Pointing and labeling entries:

>> BEGIN

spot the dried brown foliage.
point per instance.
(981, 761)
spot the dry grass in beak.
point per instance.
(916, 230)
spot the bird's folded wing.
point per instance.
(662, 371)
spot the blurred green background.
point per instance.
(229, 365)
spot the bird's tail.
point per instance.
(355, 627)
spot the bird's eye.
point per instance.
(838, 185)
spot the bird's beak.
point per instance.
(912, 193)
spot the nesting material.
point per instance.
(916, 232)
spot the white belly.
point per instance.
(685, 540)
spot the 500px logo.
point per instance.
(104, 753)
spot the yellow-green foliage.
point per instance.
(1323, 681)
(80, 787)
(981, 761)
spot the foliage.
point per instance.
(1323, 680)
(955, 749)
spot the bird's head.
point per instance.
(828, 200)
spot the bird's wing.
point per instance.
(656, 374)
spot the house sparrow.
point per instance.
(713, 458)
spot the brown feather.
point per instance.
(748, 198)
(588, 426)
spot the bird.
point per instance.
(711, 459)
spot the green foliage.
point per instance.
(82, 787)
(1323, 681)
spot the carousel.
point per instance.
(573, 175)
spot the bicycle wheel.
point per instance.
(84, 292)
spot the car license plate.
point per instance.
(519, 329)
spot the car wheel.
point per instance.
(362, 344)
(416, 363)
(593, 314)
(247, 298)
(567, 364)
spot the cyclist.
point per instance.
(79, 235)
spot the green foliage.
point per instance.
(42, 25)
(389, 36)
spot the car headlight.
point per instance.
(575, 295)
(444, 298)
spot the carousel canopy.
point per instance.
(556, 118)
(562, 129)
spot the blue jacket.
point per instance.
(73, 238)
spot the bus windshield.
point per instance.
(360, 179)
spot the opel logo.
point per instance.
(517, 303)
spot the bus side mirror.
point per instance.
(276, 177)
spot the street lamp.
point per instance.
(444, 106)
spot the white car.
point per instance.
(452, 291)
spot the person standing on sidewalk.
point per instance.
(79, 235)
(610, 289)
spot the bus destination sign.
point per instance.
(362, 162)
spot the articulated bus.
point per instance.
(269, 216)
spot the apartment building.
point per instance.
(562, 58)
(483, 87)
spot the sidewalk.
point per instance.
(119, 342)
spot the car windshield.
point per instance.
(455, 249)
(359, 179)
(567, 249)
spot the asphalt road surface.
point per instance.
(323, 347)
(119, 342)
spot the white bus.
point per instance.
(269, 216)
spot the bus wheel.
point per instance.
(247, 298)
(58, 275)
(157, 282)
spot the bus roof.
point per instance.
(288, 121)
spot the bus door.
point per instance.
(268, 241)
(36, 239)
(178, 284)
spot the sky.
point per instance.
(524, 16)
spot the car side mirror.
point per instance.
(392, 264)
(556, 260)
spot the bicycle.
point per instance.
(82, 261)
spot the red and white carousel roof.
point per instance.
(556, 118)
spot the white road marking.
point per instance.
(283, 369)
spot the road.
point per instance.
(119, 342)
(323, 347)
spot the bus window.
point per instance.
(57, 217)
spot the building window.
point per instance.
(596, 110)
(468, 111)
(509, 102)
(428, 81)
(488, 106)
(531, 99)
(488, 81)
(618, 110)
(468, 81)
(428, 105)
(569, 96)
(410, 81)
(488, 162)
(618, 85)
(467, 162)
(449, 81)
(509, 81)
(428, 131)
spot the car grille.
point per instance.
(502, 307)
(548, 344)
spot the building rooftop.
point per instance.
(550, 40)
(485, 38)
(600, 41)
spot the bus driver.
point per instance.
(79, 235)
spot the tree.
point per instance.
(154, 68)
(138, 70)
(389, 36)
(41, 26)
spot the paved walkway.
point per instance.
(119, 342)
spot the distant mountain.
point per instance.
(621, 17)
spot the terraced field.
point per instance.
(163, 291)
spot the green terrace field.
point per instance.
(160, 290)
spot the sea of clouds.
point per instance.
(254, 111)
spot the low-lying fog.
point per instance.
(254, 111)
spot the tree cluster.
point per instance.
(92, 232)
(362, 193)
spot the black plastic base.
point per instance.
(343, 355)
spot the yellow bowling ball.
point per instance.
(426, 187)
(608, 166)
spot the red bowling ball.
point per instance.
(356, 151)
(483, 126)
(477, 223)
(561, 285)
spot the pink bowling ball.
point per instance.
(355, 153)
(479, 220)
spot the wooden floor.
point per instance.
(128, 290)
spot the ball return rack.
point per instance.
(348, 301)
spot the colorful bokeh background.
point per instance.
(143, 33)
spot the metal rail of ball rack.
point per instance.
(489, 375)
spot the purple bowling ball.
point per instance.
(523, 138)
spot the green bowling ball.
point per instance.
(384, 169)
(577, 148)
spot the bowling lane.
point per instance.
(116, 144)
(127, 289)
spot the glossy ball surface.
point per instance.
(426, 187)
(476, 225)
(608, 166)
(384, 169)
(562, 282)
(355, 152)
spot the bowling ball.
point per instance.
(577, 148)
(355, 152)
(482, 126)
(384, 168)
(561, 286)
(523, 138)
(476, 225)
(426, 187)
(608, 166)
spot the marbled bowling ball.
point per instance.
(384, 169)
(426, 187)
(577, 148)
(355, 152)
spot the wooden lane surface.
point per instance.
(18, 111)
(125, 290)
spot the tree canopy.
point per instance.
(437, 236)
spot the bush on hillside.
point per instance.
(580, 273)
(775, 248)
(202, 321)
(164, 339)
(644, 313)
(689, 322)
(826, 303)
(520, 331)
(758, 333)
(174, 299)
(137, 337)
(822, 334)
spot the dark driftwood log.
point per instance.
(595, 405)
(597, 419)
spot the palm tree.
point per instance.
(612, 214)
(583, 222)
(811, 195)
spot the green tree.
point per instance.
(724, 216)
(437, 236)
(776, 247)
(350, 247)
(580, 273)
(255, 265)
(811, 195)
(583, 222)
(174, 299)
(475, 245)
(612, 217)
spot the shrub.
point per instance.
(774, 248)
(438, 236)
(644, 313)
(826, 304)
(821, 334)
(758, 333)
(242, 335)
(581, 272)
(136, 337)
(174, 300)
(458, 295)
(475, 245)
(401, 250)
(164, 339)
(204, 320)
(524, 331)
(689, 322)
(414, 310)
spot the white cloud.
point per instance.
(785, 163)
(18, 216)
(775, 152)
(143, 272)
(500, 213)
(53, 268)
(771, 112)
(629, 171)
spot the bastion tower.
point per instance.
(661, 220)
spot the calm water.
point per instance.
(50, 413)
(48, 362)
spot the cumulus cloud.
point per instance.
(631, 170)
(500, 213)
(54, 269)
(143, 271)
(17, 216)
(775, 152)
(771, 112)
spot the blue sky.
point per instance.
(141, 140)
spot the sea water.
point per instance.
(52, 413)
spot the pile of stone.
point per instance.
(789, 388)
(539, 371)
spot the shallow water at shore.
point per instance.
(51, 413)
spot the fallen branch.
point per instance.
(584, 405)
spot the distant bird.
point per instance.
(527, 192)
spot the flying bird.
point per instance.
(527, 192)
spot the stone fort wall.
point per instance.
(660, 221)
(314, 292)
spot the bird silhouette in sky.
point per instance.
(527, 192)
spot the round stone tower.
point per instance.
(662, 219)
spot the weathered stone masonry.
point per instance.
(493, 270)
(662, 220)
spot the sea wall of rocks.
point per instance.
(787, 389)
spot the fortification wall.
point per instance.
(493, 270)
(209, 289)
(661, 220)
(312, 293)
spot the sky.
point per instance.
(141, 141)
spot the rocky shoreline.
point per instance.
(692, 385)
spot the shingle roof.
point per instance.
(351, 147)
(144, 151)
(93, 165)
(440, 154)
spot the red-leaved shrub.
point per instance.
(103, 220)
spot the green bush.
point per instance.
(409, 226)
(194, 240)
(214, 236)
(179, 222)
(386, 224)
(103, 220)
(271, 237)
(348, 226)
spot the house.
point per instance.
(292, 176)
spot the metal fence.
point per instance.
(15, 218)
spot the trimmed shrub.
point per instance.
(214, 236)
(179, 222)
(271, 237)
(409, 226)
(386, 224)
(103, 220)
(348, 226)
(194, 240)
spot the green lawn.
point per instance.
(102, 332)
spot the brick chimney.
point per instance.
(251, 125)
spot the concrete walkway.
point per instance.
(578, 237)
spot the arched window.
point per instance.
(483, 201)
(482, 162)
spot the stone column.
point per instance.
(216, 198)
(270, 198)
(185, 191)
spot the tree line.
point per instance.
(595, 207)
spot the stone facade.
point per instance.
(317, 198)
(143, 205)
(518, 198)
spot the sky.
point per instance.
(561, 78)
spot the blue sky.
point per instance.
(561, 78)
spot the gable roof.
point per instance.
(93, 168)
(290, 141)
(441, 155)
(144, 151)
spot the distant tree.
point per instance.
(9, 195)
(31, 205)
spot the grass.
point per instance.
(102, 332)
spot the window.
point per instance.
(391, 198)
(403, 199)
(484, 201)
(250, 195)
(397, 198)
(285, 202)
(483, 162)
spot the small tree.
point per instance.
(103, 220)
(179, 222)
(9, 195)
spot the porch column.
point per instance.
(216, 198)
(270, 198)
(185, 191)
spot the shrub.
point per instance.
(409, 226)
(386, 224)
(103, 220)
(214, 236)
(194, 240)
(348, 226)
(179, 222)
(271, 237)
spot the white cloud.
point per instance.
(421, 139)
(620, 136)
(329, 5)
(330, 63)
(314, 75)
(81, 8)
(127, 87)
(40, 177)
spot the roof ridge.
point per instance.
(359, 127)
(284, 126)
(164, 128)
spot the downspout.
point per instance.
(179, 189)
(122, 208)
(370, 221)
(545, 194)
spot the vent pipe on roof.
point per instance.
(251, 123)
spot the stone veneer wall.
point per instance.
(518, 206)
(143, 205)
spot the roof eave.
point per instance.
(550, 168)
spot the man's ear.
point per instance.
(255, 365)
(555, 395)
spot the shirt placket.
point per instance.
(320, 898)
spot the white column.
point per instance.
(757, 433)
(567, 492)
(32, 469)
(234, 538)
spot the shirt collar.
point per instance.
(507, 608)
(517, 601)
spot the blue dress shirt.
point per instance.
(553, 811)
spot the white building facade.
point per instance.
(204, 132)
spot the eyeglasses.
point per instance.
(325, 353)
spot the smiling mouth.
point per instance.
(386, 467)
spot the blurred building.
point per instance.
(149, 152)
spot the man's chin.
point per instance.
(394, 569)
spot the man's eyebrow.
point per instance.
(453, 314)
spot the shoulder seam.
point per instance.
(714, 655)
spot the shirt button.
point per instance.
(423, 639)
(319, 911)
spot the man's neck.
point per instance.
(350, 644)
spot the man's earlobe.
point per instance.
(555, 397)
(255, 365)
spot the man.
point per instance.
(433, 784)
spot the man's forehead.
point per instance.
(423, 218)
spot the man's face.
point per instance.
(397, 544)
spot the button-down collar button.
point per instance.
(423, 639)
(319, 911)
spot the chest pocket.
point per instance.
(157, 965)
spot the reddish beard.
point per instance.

>> END

● **REQUIREMENTS**: Give back, exactly as written, the lines from the one with "spot the shoulder seam." to the last line.

● **ANSWER IN FULL**:
spot the shoulder seam.
point per instance.
(714, 655)
spot the shirt button.
point per instance.
(423, 639)
(319, 911)
spot the man's neck.
point per instance.
(350, 644)
spot the man's earlobe.
point per instance.
(555, 397)
(255, 365)
spot the man.
point per instance.
(433, 784)
spot the man's forehead.
point per instance.
(423, 218)
spot the man's face.
point per instance.
(397, 544)
spot the button-down collar button.
point per instance.
(423, 639)
(319, 911)
spot the chest pocket.
point per instance.
(157, 965)
spot the reddish beard.
point per instance.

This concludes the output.